Parliamentary ping-pong is a phrase used to describe a phenomenon in the Parliament of the United Kingdom, in which a bill appears to rapidly bounce back and forth between the two chambers like a ping-pong ball bounces between the players in a game of table tennis.

Procedure 

The British parliament is bicameral, consisting of the House of Commons and the House of Lords. Before a Bill can receive the Royal Assent and become law, it must be passed in its final form by both the Commons and the Lords without changes. If one of the Houses makes any change or amendment to it, the other House has to agree to those changes, or make counter-changes of its own (such as reverting to the previous text), in which case it returns to the other House.

The debates in each House are usually scheduled weeks or months apart. However, in certain circumstances when there is time pressure, this process can be sped up to less than six hours per chamber. If the two Houses continue to disagree, the process repeats, so the Bill bounces back and forth between the two chambers like a ping-pong ball, until one side backs down or a compromise is found.

Usually the time limit is imposed by the end of the Parliamentary session when all parliamentary business, including incomplete Bills, is ended and must start again from scratch in the next session. This usually occurs at the State Opening of Parliament in November; parliament can continue working on the previous year's business up to the night before. Another instance is the wash-up period of a few days between the calling of a general election and the ensuing dissolution of parliament. More rarely, the time limit may be imposed by outside events, such as an impending deadline from a court order, judicial review, or events in foreign affairs.
------------------------------------------------------------
* Direction 1:
Extract the full passage on parliamentary ping-pong word for word.

* The data:
------------------------------------------------------------
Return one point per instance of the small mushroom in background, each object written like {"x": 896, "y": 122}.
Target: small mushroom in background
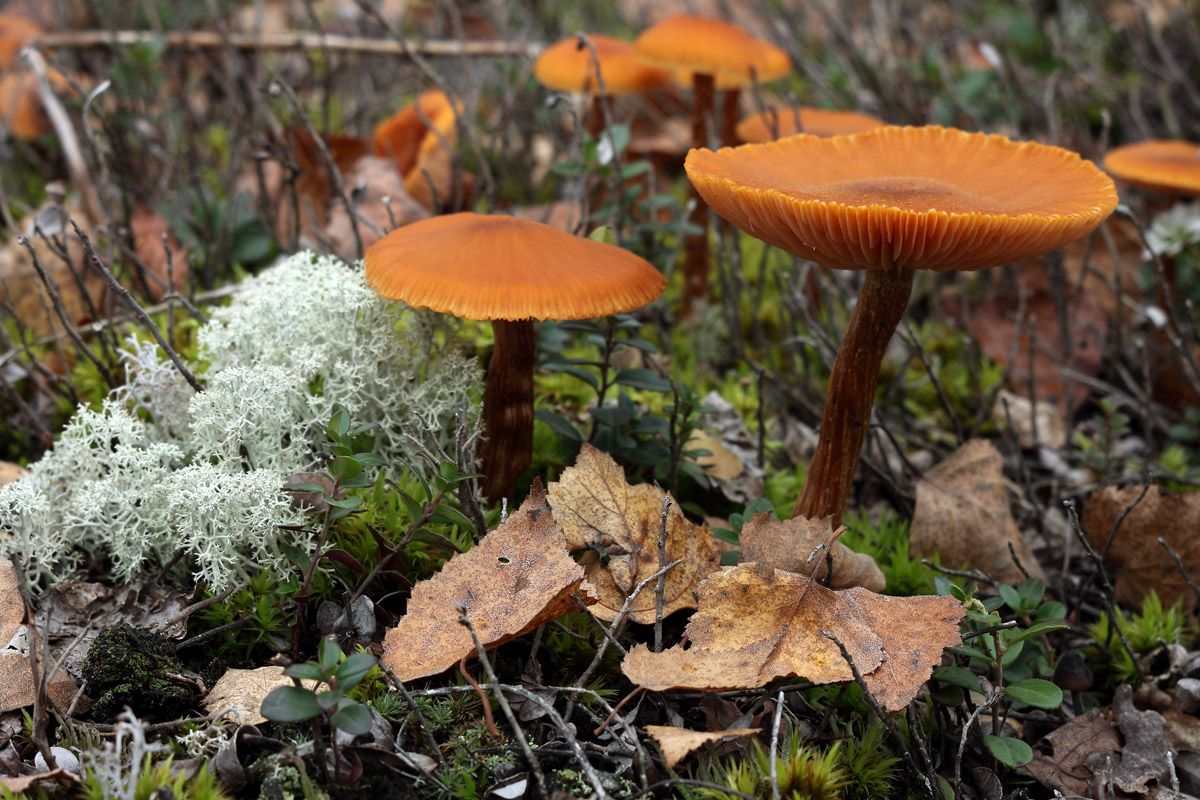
{"x": 1075, "y": 677}
{"x": 1165, "y": 166}
{"x": 889, "y": 202}
{"x": 613, "y": 70}
{"x": 510, "y": 271}
{"x": 778, "y": 122}
{"x": 713, "y": 53}
{"x": 420, "y": 138}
------------------------------------------------------------
* Direction 2:
Pull out each line in the listing that contains the word "mushroom".

* Written answer 1:
Parliamentary ping-pong is a phrase used to describe a phenomenon in the Parliament of the United Kingdom, in which a bill appears to rapidly bounce back and forth between the two chambers like a ping-pong ball bounces between the players in a game of table tennis.

Procedure 

The British parliament is bicameral, consisting of the House of Commons and the House of Lords. Before a Bill can receive the Royal Assent and become law, it must be passed in its final form by both the Commons and the Lords without changes. If one of the Houses makes any change or amendment to it, the other House has to agree to those changes, or make counter-changes of its own (such as reverting to the previous text), in which case it returns to the other House.

The debates in each House are usually scheduled weeks or months apart. However, in certain circumstances when there is time pressure, this process can be sped up to less than six hours per chamber. If the two Houses continue to disagree, the process repeats, so the Bill bounces back and forth between the two chambers like a ping-pong ball, until one side backs down or a compromise is found.

Usually the time limit is imposed by the end of the Parliamentary session when all parliamentary business, including incomplete Bills, is ended and must start again from scratch in the next session. This usually occurs at the State Opening of Parliament in November; parliament can continue working on the previous year's business up to the night before. Another instance is the wash-up period of a few days between the calling of a general election and the ensuing dissolution of parliament. More rarely, the time limit may be imposed by outside events, such as an impending deadline from a court order, judicial review, or events in foreign affairs.

* Written answer 2:
Return one point per instance of the small mushroom in background, each object written like {"x": 896, "y": 122}.
Target: small mushroom in background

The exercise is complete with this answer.